*** Available data ***

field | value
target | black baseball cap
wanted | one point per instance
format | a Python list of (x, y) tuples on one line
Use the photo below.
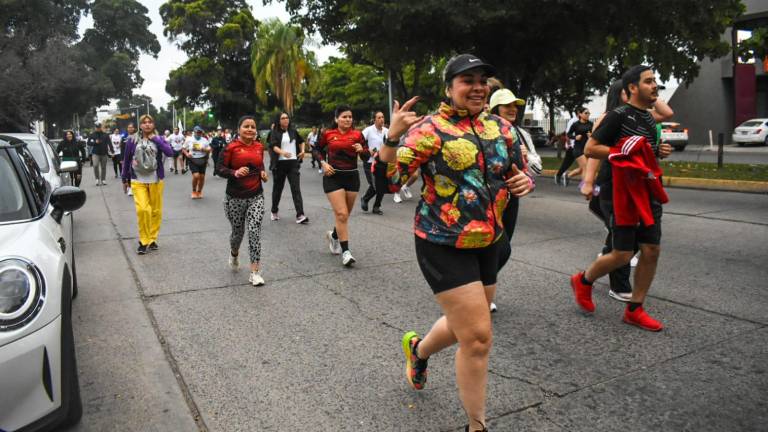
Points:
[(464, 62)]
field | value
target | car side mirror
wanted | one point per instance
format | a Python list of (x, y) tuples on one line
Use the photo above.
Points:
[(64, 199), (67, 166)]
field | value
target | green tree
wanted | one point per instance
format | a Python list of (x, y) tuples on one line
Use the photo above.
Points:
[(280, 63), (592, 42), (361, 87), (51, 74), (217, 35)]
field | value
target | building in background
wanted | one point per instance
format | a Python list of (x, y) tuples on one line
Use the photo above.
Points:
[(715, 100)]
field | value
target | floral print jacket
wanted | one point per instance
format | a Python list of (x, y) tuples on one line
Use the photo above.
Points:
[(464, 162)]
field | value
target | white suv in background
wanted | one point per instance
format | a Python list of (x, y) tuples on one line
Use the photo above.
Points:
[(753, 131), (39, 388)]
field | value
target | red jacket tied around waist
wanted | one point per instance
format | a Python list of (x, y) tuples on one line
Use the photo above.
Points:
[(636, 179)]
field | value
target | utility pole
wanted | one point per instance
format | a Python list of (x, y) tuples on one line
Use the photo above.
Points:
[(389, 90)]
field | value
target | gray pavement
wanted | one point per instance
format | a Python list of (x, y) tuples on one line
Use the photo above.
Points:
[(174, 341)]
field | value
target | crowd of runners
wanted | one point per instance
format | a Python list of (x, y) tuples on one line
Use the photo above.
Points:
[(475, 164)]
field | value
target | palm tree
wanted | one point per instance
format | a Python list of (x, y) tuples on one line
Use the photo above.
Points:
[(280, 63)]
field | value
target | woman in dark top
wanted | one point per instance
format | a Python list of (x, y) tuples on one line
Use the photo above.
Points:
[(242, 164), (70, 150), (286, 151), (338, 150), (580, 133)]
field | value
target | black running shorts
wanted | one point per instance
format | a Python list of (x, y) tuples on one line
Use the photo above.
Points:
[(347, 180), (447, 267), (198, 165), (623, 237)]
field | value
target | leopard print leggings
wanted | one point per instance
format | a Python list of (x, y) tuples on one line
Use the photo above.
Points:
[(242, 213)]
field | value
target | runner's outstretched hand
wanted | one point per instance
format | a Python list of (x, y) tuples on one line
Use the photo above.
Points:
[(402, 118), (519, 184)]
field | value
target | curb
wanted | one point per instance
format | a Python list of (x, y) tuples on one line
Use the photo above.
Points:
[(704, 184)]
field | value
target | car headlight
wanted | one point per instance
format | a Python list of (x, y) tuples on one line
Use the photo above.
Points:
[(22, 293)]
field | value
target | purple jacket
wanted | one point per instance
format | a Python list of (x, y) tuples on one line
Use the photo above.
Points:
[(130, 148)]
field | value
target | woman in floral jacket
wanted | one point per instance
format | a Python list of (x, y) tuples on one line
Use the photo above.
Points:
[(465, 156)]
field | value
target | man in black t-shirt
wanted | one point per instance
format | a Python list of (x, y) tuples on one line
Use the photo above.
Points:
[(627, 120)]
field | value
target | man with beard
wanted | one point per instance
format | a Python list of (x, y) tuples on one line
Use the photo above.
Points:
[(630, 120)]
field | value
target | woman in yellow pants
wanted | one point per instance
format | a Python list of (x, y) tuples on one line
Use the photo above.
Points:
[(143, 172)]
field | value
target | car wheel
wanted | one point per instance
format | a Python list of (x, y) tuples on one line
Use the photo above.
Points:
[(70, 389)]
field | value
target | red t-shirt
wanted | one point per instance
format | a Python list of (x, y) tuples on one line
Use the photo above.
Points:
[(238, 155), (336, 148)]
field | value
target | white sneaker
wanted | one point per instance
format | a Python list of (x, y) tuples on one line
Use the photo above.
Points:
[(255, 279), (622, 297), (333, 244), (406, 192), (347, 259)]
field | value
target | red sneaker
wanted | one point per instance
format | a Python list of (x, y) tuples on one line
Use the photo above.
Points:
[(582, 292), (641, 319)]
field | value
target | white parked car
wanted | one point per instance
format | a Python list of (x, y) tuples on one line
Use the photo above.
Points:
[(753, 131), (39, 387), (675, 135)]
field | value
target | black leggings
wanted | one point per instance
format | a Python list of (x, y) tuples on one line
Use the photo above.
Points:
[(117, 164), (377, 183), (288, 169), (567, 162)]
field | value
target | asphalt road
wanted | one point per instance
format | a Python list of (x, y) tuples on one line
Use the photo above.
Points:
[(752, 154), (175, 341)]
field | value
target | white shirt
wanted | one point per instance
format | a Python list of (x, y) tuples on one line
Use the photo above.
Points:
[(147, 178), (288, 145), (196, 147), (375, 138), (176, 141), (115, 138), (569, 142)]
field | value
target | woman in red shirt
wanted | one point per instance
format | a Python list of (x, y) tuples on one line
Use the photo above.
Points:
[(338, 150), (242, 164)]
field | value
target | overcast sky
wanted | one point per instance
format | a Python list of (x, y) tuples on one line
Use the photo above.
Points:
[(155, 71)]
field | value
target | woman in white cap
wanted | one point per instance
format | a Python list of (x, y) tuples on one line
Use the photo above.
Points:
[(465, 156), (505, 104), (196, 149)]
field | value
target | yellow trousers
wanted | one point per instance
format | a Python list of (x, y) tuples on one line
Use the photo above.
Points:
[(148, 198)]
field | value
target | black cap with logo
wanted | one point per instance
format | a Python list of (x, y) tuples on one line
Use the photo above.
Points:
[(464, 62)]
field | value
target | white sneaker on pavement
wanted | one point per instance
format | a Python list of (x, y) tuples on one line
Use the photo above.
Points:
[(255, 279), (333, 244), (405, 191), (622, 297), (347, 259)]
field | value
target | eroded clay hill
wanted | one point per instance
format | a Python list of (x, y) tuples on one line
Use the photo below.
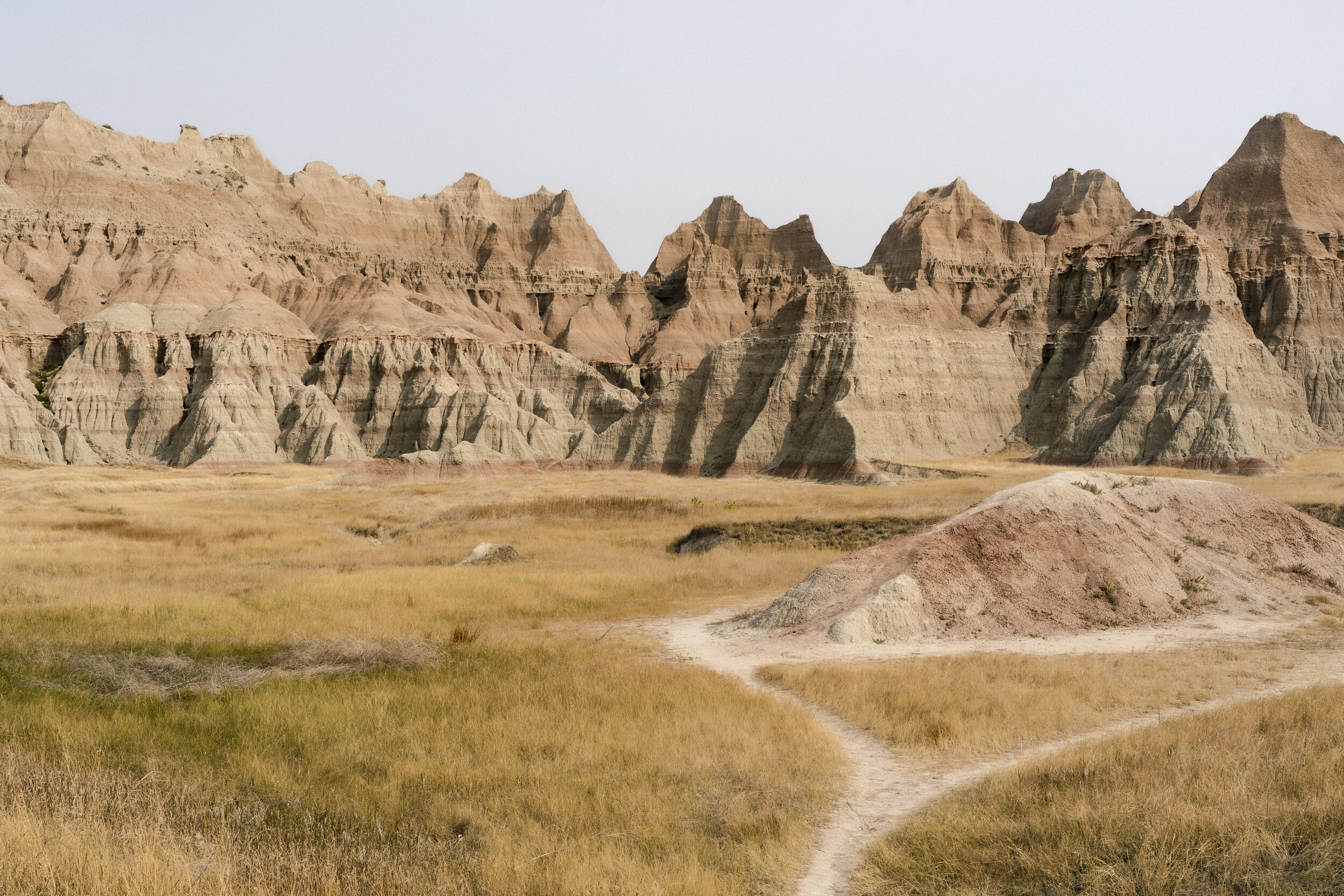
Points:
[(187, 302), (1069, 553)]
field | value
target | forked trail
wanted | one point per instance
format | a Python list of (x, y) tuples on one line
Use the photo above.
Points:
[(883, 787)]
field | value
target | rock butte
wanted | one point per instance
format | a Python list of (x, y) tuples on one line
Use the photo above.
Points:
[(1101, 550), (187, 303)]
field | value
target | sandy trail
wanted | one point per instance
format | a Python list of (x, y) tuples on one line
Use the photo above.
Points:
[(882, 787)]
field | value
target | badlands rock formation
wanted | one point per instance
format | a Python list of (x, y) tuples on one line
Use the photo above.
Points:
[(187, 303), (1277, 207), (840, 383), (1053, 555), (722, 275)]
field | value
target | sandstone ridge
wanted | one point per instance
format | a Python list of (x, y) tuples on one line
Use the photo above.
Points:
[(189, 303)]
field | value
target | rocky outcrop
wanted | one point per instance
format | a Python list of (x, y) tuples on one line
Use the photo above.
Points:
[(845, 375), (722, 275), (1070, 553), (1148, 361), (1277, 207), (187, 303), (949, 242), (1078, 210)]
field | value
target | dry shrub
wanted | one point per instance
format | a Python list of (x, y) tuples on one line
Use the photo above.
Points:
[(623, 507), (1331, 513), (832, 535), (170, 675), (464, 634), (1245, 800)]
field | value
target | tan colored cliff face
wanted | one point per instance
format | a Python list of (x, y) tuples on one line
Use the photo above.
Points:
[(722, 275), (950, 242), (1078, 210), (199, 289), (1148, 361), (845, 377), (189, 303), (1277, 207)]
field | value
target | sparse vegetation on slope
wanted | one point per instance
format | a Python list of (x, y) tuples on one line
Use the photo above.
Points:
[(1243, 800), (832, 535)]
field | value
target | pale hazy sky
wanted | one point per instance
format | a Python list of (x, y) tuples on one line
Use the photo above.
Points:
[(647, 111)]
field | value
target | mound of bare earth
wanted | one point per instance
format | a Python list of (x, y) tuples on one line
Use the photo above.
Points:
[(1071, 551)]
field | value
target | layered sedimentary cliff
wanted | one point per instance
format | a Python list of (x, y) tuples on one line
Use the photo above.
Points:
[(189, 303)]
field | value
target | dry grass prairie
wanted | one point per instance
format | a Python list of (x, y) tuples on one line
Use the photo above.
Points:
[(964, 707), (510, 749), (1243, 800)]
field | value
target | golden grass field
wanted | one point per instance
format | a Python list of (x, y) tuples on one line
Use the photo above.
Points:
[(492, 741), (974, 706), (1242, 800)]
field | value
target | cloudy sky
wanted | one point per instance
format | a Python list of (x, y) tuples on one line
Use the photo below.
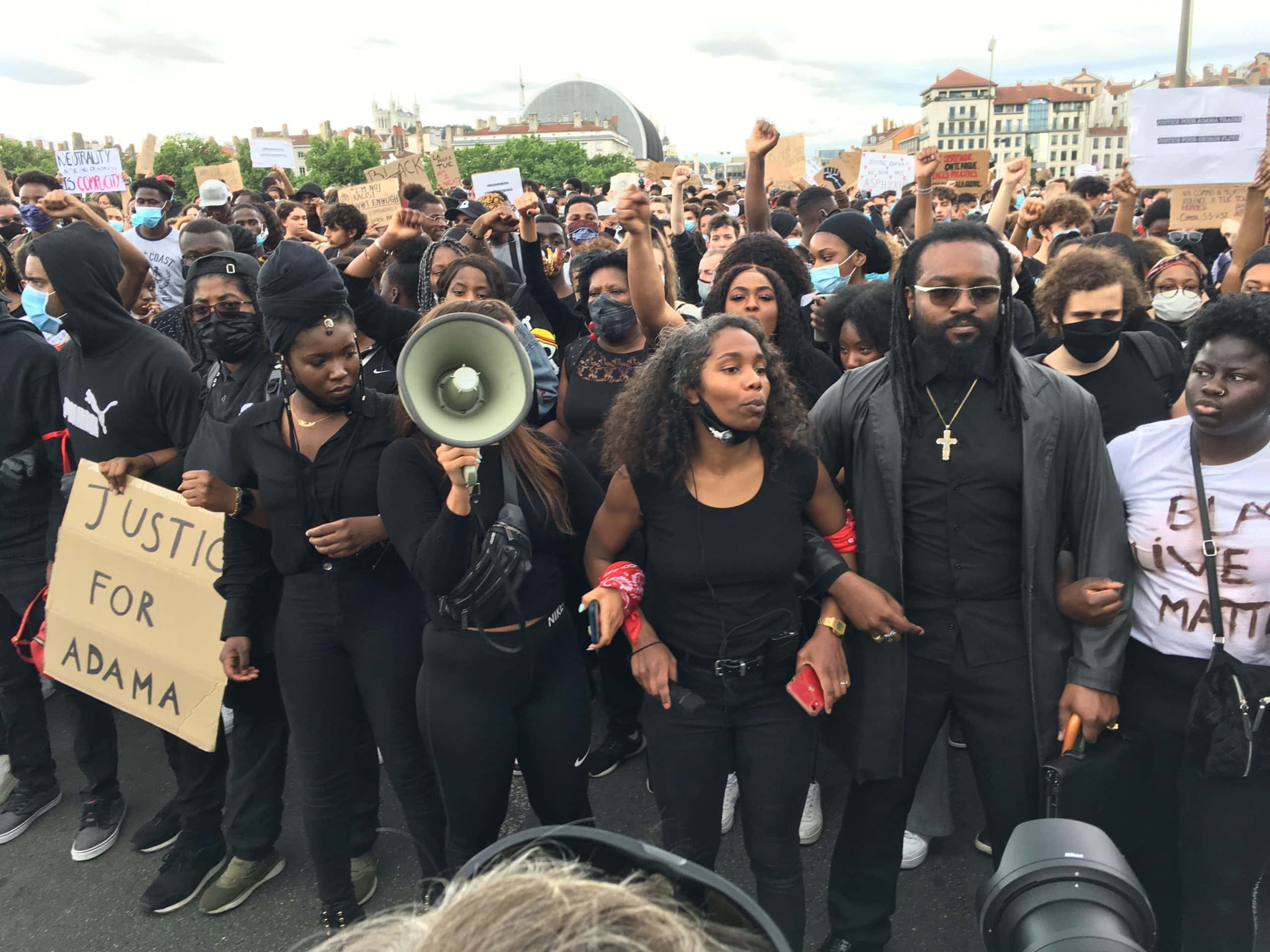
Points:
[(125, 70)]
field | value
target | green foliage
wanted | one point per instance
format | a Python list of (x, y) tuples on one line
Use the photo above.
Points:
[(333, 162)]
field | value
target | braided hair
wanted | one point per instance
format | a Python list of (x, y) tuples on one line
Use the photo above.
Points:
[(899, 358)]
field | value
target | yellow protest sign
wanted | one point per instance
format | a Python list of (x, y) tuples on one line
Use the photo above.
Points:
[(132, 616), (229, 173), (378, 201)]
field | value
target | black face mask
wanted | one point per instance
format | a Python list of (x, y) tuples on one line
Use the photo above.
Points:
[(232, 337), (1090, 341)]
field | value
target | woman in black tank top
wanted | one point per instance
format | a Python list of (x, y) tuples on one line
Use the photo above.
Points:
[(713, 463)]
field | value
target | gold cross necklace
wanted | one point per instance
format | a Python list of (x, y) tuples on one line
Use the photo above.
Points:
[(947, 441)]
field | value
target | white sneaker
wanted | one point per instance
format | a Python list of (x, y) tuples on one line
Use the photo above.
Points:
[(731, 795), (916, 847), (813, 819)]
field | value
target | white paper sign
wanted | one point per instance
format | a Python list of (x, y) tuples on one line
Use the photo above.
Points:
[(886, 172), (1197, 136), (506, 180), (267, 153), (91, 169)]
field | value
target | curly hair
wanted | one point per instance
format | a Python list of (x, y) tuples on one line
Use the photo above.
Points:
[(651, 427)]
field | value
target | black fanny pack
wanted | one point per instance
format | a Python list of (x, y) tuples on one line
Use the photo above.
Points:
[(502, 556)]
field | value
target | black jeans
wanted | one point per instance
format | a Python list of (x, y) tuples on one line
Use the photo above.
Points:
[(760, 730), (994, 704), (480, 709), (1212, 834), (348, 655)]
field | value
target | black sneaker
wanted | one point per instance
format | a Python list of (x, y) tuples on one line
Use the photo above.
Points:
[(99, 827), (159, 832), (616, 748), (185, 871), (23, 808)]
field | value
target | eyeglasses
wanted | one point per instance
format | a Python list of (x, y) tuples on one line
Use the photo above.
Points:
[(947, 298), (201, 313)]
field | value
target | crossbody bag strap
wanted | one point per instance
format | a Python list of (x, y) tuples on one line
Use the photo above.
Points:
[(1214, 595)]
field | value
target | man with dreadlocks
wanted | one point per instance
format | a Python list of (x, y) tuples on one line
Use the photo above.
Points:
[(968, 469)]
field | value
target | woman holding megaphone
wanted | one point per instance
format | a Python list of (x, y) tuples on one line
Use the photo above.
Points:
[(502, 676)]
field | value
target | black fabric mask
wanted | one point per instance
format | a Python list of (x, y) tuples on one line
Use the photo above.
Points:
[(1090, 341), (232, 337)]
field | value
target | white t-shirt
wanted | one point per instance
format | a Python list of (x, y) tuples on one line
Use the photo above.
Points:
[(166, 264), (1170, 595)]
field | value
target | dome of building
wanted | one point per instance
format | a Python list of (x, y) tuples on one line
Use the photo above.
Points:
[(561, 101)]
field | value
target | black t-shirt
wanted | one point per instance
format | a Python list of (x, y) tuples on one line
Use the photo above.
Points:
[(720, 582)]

*** End of Available data ***

## Description of the task:
Copy all lines of the records in which the string "floral" can be found.

## Answer:
target | floral print jacket
target | woman in floral jacket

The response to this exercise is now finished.